| Text section |
Single by Sam and the Womp
- Released: 19 August 2012
- Recorded: 2012
- Genre: Electro swing; Balkan brass;
- Length: 2:54
- Label: Stiff
- Songwriters: Bloem de Wilde de Ligny; Aaron Horn; Samuel Ritchie; Raz Olsher;

Sam and the Womp singles chronology
|  | "Bom Bom" (2012) | "Ravo" (2013) |

Music video
- "Bom Bom" on YouTube

= Bom Bom =

"Bom Bom" is a song by the British-Dutch three-piece music group Sam and the Womp. The track was first released in the United Kingdom on 19 August 2012. The song debuted at number one on the UK Singles Chart with 107,461 copies sold in its first week.

"Bom Bom" was co-produced by Sam Ritchie, Aaron Horn and Raz Olsher at Fossil Studios in Hackney, London.

==Music video==
A music video to accompany the release of "Bom Bom" was first released onto YouTube on 3 August 2012 at a total length of two minutes and 55 seconds.

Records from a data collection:

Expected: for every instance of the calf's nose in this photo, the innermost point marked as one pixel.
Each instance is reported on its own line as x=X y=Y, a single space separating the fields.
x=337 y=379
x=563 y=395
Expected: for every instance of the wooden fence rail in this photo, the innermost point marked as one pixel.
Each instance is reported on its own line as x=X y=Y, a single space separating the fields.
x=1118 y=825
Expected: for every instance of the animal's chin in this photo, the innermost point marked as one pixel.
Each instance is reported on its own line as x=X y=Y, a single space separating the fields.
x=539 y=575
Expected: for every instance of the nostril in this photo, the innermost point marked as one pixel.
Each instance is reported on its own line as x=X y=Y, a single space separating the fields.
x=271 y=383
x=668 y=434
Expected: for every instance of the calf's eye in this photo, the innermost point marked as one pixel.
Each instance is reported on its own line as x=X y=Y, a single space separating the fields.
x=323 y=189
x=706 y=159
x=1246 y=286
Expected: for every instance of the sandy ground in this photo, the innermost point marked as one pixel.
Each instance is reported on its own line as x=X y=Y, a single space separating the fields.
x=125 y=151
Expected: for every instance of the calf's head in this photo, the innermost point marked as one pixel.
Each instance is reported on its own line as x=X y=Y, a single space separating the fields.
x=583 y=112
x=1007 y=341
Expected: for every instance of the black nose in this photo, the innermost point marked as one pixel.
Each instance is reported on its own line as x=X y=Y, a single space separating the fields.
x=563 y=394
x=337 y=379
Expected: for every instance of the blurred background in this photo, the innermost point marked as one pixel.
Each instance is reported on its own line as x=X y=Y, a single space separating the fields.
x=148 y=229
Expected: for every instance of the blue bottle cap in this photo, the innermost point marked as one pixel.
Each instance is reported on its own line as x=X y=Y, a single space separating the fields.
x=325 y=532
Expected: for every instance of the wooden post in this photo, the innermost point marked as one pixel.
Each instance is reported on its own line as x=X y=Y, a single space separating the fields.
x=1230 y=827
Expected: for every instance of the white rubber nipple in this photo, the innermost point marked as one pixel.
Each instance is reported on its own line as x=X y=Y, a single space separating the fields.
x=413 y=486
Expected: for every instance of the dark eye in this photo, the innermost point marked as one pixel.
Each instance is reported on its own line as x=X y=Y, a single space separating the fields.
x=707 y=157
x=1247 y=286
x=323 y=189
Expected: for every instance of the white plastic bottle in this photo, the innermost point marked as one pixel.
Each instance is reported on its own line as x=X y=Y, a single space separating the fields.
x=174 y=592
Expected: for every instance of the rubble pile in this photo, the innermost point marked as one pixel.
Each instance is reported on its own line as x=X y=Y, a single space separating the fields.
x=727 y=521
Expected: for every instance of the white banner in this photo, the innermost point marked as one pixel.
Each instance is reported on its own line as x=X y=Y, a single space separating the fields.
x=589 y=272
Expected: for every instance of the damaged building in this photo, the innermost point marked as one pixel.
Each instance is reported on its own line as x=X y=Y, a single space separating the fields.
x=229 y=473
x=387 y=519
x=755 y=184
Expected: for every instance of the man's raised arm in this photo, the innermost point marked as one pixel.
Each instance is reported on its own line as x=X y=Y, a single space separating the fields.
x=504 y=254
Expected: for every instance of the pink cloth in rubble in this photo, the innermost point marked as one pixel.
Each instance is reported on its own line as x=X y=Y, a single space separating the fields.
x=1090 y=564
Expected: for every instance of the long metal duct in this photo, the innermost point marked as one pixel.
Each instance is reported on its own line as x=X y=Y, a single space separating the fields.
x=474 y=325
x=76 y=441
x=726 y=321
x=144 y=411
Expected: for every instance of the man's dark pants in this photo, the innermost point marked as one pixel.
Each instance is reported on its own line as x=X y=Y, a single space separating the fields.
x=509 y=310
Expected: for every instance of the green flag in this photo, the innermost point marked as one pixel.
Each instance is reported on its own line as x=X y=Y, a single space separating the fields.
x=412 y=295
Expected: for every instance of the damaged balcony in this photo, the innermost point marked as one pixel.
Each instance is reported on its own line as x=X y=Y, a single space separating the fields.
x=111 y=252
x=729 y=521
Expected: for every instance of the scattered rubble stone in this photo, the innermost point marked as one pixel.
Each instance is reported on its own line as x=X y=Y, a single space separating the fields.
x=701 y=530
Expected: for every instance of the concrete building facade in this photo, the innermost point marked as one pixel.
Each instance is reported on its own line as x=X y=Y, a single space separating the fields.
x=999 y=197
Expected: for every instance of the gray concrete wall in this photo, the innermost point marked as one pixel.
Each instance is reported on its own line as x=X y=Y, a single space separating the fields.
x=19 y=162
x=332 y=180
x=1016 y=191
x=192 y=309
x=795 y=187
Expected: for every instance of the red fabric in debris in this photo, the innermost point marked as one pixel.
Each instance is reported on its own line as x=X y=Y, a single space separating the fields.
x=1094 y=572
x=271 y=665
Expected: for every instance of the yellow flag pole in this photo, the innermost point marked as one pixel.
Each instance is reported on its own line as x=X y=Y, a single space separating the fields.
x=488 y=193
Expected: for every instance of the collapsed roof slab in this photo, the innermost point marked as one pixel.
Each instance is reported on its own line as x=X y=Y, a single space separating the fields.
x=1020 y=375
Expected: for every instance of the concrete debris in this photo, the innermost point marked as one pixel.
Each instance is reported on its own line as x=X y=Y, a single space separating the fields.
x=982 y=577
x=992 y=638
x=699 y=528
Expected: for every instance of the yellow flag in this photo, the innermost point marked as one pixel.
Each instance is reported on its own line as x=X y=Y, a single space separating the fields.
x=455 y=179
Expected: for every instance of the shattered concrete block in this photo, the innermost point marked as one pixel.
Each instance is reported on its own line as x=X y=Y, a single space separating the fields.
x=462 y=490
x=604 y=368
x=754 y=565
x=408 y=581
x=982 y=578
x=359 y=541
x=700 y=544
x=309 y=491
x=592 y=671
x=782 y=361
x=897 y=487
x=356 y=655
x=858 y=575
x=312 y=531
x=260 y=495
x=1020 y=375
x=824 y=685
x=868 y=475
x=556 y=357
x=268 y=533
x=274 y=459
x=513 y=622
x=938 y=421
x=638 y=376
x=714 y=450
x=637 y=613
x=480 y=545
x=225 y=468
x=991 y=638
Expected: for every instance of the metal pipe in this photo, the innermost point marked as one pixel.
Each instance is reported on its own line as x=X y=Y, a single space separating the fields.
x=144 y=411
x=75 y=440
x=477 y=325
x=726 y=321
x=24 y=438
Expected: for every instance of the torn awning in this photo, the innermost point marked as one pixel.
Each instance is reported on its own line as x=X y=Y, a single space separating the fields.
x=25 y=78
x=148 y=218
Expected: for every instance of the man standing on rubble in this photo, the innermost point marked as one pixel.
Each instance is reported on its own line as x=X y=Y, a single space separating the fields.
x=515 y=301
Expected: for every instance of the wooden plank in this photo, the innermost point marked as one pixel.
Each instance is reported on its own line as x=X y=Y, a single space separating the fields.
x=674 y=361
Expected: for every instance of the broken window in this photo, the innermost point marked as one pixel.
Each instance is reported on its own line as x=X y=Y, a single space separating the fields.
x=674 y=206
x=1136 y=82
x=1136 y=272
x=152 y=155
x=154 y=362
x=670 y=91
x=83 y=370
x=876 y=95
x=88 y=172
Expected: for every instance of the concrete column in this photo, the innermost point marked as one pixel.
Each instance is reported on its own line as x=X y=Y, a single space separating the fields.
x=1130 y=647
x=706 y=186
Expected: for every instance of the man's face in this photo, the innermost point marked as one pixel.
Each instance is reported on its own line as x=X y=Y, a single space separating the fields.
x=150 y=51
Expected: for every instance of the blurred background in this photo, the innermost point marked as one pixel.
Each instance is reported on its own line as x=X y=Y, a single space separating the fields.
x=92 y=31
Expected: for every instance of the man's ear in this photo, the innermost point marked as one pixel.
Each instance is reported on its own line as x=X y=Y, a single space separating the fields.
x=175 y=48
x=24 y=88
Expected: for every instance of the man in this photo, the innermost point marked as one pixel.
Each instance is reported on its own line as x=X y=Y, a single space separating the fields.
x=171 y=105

| Directions |
**A)** According to the text on "Bom Bom," at which studio was the song co-produced?
**B)** Please continue the text on "Bom Bom" from where it stops.

| Activity answers |
**A)** At Fossil Studios in Hackney, London.

**B)**
==Reception==
===Critical reception===
Lewis Corner of Digital Spy awarded the song three out of five stars, stating: "Lady Oo sing-speaks over an earworm hook of electronic reverb and bouncy brass that's as bonkers as it is addictive. While parts of the track may sound like Basil Brush attempting his best Björk impression at the staff BBQ, it results in a bizarrely catchy tune that we'll all pretend isn't on our iPods for years to come."

===Chart performance===
In the chart week dated 1 September 2012, "Bom Bom" debuted at number-one on the UK Singles Chart with 107,461 copies sold. For that same charting week, the track also debuted at number-one on the UK Dance Chart. The song sold 372,000 copies by the end of 2012 making it the 42nd best-selling single of the year.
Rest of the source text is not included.